GIVEN PROBLEM :: Please repeat all of the lines that follow, exactly as written.

Dataset items ::
+---+

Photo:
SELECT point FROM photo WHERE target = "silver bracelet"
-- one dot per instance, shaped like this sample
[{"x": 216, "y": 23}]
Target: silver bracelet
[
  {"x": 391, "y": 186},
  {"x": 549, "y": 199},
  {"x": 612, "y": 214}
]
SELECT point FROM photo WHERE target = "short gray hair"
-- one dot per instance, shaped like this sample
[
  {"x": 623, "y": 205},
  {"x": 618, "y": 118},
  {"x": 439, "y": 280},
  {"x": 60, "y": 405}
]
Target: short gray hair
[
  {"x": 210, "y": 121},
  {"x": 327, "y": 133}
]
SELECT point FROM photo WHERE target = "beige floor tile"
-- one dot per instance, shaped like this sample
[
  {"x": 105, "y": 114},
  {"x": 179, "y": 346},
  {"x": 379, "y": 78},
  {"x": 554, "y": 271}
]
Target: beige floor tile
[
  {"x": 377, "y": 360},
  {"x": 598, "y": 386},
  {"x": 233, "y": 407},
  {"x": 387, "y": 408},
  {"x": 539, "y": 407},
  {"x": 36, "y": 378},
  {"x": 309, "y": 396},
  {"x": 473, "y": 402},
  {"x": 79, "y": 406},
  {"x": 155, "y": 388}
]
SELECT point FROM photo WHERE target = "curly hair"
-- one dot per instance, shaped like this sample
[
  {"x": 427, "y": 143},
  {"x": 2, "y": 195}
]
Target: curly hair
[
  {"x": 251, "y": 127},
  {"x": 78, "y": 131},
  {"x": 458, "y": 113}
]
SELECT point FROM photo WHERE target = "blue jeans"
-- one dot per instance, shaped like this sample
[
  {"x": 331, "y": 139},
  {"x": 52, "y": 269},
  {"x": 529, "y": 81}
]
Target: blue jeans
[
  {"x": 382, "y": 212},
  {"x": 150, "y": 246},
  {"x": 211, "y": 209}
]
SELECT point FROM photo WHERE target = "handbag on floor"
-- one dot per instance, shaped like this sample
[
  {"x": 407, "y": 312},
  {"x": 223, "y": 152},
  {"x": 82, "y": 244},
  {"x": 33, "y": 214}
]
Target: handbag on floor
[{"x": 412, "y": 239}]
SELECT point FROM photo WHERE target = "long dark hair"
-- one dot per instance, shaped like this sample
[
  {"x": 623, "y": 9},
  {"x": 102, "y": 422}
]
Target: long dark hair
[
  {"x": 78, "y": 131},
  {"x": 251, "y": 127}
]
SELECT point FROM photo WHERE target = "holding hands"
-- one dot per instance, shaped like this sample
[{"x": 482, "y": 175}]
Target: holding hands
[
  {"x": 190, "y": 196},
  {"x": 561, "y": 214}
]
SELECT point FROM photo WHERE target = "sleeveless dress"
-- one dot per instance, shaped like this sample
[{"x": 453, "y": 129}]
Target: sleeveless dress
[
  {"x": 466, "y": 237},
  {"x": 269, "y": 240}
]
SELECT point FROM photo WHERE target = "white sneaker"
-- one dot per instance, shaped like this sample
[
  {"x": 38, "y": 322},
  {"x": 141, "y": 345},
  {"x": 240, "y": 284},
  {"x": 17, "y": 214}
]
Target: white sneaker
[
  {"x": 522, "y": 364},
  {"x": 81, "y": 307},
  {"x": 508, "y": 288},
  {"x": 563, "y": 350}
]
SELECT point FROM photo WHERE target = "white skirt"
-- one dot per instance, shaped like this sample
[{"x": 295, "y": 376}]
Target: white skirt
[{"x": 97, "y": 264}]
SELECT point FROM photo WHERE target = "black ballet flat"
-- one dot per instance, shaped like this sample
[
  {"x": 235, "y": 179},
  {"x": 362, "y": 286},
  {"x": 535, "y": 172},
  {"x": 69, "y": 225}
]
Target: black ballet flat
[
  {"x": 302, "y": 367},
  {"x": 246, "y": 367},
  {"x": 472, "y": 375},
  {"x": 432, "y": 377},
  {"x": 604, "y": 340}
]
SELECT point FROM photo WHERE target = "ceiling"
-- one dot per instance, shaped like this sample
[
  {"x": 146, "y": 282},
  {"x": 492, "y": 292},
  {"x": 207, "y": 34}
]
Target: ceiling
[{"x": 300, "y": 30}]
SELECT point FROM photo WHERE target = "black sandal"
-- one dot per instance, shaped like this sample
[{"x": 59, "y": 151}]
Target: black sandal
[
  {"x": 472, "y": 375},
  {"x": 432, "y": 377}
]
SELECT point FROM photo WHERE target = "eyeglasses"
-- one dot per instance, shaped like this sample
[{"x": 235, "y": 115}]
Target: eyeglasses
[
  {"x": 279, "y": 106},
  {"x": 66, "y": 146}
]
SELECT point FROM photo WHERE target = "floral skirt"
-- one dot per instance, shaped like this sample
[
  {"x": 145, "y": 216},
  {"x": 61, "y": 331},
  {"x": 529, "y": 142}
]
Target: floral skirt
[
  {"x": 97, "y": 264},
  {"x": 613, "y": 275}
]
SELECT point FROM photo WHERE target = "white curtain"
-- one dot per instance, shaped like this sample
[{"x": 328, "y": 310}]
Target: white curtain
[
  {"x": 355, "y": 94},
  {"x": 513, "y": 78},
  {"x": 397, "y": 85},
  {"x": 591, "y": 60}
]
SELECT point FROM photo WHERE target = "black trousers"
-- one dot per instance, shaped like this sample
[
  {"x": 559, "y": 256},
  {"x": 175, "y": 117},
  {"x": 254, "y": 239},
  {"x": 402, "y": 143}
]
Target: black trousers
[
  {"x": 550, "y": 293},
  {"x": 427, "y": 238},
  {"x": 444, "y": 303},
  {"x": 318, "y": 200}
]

+---+

REPLY ::
Photo:
SELECT point FROM photo WHERE target = "silver bracelet"
-- one dot per instance, shaped like this sample
[{"x": 216, "y": 23}]
Target: silver bracelet
[
  {"x": 391, "y": 186},
  {"x": 549, "y": 199},
  {"x": 612, "y": 214}
]
SELECT point FROM photo WHERE target = "short gray hair"
-- one dot per instance, shaped like this sample
[
  {"x": 623, "y": 205},
  {"x": 618, "y": 118},
  {"x": 439, "y": 280},
  {"x": 60, "y": 405}
]
Target: short gray hair
[
  {"x": 210, "y": 121},
  {"x": 327, "y": 133}
]
SELECT point FROM photo WHERE target = "beige floor tile"
-- one dot per instance, shaped like this sample
[
  {"x": 105, "y": 114},
  {"x": 179, "y": 346},
  {"x": 379, "y": 78},
  {"x": 554, "y": 271}
]
Target: beige floor tile
[
  {"x": 377, "y": 360},
  {"x": 598, "y": 386},
  {"x": 233, "y": 407},
  {"x": 387, "y": 408},
  {"x": 539, "y": 407},
  {"x": 36, "y": 378},
  {"x": 309, "y": 396},
  {"x": 473, "y": 402},
  {"x": 79, "y": 406},
  {"x": 155, "y": 388}
]
SELECT point FROM photo WHERE target = "curly hair"
-- one dot per instance, shaped like this sample
[
  {"x": 427, "y": 143},
  {"x": 2, "y": 195}
]
Target: curly hair
[
  {"x": 251, "y": 127},
  {"x": 78, "y": 131},
  {"x": 458, "y": 113}
]
SELECT point FROM photo WHERE target = "blue jeans"
-- one dot per instance, shaped like this sample
[
  {"x": 331, "y": 139},
  {"x": 52, "y": 269},
  {"x": 529, "y": 81}
]
Target: blue jeans
[
  {"x": 382, "y": 212},
  {"x": 150, "y": 246},
  {"x": 211, "y": 209}
]
SELECT point FROM photo WHERE target = "handbag on floor"
-- one dot per instance, shaped like this sample
[
  {"x": 407, "y": 312},
  {"x": 223, "y": 152},
  {"x": 82, "y": 244},
  {"x": 33, "y": 214}
]
Target: handbag on floor
[{"x": 412, "y": 239}]
SELECT point FROM photo WHERE target = "long dark hair"
-- one dot per instance, shaped like this sample
[
  {"x": 623, "y": 9},
  {"x": 102, "y": 422}
]
Target: long dark hair
[
  {"x": 78, "y": 131},
  {"x": 251, "y": 127}
]
SELECT point FROM photo WHERE target = "holding hands"
-- one dot per instance, shaped like this sample
[{"x": 482, "y": 175}]
Target: holding hands
[
  {"x": 190, "y": 196},
  {"x": 561, "y": 214}
]
SELECT point FROM photo WHERE target = "sleeveless dress"
-- one dot per instance, shaped like this sample
[{"x": 453, "y": 129}]
Target: sleeveless dress
[
  {"x": 466, "y": 237},
  {"x": 269, "y": 240}
]
SELECT point FROM photo WHERE target = "white sneaker"
-- one dot per instance, shaped like this sample
[
  {"x": 38, "y": 322},
  {"x": 141, "y": 345},
  {"x": 240, "y": 284},
  {"x": 17, "y": 214}
]
Target: white sneaker
[
  {"x": 522, "y": 364},
  {"x": 81, "y": 307},
  {"x": 508, "y": 288},
  {"x": 563, "y": 350}
]
SELECT point FROM photo WHERE target = "white skirt"
-- one dot per instance, shaped like this sample
[{"x": 295, "y": 376}]
Target: white skirt
[{"x": 97, "y": 264}]
SELECT point FROM photo WHERE target = "black ballet flat"
-- one dot per instance, shaped like this sample
[
  {"x": 235, "y": 179},
  {"x": 362, "y": 286},
  {"x": 535, "y": 172},
  {"x": 69, "y": 225}
]
Target: black ballet flat
[
  {"x": 302, "y": 367},
  {"x": 246, "y": 367},
  {"x": 472, "y": 375},
  {"x": 432, "y": 377},
  {"x": 604, "y": 340}
]
SELECT point FROM photo WHERE target = "ceiling"
-- one dot per instance, shaped like this sample
[
  {"x": 146, "y": 282},
  {"x": 492, "y": 292},
  {"x": 207, "y": 34}
]
Target: ceiling
[{"x": 300, "y": 30}]
SELECT point FROM photo WHERE target = "black sandal"
-- one dot per instance, shaped like this sample
[{"x": 59, "y": 151}]
Target: black sandal
[
  {"x": 472, "y": 375},
  {"x": 432, "y": 377}
]
SELECT point FROM photo WHERE target = "eyeglasses"
-- one dot per instance, shaped like this sample
[{"x": 235, "y": 115}]
Target: eyeglasses
[
  {"x": 279, "y": 106},
  {"x": 66, "y": 146}
]
SELECT point FROM photo WHERE target = "floral skirt"
-- one dot per instance, shaped like this sample
[
  {"x": 145, "y": 216},
  {"x": 61, "y": 331},
  {"x": 529, "y": 142}
]
Target: floral skirt
[
  {"x": 97, "y": 264},
  {"x": 613, "y": 275}
]
SELECT point FROM photo WHERE target = "white curtain"
-- one dot per instance, shaped like this sample
[{"x": 328, "y": 310}]
Target: white curtain
[
  {"x": 355, "y": 94},
  {"x": 513, "y": 78},
  {"x": 397, "y": 85},
  {"x": 591, "y": 60}
]
SELECT point FROM photo WHERE target = "black trousers"
-- one dot per instance, shaped like this sample
[
  {"x": 559, "y": 256},
  {"x": 175, "y": 117},
  {"x": 254, "y": 239},
  {"x": 402, "y": 143}
]
Target: black trousers
[
  {"x": 550, "y": 293},
  {"x": 427, "y": 238},
  {"x": 444, "y": 303},
  {"x": 318, "y": 200}
]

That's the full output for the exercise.